[Task to carry out] Format as a numbered list every line in the entries below, from the line containing "of the <item>work" down to the line containing "Query: <item>work glove</item>", both included. Skip any blank lines.

[START]

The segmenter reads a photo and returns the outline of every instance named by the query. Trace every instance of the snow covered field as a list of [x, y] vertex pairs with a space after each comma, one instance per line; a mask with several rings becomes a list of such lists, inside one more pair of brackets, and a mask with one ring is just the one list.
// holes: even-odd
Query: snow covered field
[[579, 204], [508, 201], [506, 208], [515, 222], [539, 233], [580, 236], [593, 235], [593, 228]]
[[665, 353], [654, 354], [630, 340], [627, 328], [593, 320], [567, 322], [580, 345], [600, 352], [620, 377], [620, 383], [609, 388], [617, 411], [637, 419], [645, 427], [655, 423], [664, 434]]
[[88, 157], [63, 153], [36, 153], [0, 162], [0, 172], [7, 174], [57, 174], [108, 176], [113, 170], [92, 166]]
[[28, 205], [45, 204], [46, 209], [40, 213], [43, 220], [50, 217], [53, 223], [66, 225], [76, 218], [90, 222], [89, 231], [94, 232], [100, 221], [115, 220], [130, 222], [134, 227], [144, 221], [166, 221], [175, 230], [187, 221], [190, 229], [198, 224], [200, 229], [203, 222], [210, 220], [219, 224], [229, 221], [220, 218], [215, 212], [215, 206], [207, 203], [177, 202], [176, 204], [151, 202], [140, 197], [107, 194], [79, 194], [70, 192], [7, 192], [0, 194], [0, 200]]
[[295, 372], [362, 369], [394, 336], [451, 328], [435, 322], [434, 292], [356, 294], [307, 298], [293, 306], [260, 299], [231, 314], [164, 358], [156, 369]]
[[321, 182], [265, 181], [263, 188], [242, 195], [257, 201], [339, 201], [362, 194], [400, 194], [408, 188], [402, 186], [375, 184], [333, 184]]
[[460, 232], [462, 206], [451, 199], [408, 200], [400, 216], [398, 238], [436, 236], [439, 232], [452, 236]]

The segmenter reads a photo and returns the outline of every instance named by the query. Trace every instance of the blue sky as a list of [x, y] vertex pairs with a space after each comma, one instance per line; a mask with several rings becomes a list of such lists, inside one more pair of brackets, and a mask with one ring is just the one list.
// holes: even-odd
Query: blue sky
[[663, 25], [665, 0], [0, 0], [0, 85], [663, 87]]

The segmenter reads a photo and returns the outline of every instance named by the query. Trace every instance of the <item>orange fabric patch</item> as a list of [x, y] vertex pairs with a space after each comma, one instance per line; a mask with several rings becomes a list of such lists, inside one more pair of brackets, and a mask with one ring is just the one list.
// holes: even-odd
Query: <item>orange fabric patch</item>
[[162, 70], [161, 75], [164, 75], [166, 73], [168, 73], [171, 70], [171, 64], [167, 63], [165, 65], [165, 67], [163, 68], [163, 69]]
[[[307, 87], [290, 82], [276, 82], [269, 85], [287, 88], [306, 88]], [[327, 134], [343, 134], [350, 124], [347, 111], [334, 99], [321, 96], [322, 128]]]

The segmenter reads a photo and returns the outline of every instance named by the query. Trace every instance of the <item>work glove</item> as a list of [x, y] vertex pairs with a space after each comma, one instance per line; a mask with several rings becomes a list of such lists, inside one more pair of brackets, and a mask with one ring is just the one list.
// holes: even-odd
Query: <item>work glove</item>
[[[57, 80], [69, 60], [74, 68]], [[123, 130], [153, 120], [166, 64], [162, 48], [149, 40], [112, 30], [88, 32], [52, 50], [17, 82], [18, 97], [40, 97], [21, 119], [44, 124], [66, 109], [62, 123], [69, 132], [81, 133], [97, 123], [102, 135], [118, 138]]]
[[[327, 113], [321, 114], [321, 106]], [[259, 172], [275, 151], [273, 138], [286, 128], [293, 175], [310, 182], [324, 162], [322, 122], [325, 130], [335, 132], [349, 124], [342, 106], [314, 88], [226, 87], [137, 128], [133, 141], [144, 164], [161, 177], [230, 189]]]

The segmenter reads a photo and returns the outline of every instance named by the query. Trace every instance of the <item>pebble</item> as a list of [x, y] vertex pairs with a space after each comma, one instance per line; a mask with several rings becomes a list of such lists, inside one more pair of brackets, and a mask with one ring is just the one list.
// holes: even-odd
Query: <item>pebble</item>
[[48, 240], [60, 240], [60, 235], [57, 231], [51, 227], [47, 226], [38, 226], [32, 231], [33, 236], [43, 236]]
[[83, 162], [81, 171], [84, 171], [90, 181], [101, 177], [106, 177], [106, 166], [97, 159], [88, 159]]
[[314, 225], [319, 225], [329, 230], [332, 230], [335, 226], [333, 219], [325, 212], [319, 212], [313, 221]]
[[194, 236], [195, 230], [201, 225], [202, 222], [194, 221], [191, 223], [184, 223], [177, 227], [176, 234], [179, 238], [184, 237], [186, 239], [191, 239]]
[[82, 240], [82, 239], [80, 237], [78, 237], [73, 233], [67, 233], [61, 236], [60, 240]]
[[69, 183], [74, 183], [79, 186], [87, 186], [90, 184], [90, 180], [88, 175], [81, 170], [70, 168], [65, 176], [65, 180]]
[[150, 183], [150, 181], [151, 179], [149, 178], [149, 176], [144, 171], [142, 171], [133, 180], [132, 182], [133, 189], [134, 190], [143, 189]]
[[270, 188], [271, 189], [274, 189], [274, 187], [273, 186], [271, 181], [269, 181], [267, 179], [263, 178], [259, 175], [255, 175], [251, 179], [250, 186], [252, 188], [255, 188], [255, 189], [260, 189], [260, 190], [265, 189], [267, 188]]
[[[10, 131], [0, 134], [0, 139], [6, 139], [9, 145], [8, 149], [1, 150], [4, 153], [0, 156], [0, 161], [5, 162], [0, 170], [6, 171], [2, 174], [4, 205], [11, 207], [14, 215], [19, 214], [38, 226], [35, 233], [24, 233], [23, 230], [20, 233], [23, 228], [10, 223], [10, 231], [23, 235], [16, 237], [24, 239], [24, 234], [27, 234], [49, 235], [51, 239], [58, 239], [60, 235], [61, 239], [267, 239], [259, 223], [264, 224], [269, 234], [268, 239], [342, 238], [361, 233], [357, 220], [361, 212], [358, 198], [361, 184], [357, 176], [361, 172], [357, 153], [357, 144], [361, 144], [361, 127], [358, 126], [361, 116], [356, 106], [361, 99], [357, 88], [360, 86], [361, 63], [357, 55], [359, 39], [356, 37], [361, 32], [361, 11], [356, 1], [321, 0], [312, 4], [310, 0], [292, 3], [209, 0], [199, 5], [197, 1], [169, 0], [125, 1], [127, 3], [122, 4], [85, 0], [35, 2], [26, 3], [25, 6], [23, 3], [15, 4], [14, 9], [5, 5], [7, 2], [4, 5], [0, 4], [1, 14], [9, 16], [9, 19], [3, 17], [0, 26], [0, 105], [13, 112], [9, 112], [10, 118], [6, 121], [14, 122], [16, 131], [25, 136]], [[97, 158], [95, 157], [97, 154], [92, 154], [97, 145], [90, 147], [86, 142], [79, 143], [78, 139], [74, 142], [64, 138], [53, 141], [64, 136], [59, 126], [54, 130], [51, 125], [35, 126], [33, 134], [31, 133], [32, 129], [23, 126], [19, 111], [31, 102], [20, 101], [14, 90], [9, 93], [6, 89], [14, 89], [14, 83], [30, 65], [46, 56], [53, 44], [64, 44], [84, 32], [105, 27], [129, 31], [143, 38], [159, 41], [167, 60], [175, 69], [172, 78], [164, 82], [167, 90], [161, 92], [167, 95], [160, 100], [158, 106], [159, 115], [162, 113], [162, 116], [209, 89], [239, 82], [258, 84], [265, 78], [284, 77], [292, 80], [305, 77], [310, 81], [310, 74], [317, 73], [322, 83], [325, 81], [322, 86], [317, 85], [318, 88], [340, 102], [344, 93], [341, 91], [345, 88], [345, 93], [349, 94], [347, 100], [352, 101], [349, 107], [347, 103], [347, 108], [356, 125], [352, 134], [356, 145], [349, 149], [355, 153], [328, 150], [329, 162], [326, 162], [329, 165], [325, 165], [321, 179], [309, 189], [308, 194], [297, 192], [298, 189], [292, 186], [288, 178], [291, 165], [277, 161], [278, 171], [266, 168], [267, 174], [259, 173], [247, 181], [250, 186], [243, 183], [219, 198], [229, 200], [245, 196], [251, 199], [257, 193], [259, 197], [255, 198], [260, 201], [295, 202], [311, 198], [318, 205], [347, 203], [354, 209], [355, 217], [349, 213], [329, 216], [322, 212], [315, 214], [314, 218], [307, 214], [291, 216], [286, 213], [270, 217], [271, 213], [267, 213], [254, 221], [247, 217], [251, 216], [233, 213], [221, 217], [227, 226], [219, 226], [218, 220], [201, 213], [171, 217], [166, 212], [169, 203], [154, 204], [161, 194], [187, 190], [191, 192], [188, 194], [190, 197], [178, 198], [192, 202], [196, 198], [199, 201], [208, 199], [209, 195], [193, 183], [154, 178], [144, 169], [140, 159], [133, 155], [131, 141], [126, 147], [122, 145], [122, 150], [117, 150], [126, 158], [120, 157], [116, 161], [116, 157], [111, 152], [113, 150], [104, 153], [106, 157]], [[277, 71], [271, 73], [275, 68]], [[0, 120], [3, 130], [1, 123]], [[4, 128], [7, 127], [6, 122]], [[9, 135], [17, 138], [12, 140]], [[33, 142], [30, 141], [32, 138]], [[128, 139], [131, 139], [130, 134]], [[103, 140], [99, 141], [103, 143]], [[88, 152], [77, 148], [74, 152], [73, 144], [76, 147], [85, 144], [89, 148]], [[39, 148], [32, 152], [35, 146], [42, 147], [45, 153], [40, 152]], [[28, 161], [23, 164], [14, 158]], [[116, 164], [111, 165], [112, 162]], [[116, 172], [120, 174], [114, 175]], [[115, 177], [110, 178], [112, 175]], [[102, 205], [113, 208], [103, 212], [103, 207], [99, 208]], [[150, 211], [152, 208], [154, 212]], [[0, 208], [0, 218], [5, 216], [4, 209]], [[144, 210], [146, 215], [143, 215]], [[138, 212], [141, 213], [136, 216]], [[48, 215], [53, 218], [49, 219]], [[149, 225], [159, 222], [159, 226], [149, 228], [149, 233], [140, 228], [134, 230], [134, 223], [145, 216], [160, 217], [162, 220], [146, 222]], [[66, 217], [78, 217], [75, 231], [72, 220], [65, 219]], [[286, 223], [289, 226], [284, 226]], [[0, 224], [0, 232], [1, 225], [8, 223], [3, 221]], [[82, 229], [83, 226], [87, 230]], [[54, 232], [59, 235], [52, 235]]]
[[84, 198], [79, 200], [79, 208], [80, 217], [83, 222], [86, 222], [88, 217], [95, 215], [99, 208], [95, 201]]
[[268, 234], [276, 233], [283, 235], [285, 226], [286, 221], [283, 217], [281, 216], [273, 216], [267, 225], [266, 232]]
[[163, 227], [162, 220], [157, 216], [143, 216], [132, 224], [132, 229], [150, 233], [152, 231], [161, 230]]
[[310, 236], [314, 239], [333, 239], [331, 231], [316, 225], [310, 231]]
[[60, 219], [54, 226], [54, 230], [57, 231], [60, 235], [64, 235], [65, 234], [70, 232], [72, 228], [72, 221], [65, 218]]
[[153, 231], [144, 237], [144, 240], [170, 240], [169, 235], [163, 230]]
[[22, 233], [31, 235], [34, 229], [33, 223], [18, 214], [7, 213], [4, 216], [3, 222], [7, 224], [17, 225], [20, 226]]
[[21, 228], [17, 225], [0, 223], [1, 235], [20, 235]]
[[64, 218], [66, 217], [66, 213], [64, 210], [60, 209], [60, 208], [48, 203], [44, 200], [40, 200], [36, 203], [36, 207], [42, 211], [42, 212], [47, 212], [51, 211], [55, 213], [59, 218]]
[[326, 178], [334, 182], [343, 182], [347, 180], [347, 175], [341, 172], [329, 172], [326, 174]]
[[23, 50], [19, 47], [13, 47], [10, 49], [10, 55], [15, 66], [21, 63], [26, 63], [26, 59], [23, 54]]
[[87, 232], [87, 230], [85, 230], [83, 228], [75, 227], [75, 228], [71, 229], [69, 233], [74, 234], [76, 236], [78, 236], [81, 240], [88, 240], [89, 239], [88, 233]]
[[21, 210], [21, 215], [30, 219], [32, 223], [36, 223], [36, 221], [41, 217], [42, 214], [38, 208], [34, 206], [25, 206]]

[END]

[Correct response]
1. The segmenter reads a photo and returns the outline of every instance named by the query. Trace every instance of the <item>work glove</item> as a list of [x, y] vertex pairs with a space after each comma, one instance per line; a mask with several rings becomes a list of such lists, inside one more pair of brackets, and a mask with one ring is just the one list.
2. // holes: even-odd
3. Query: <item>work glove</item>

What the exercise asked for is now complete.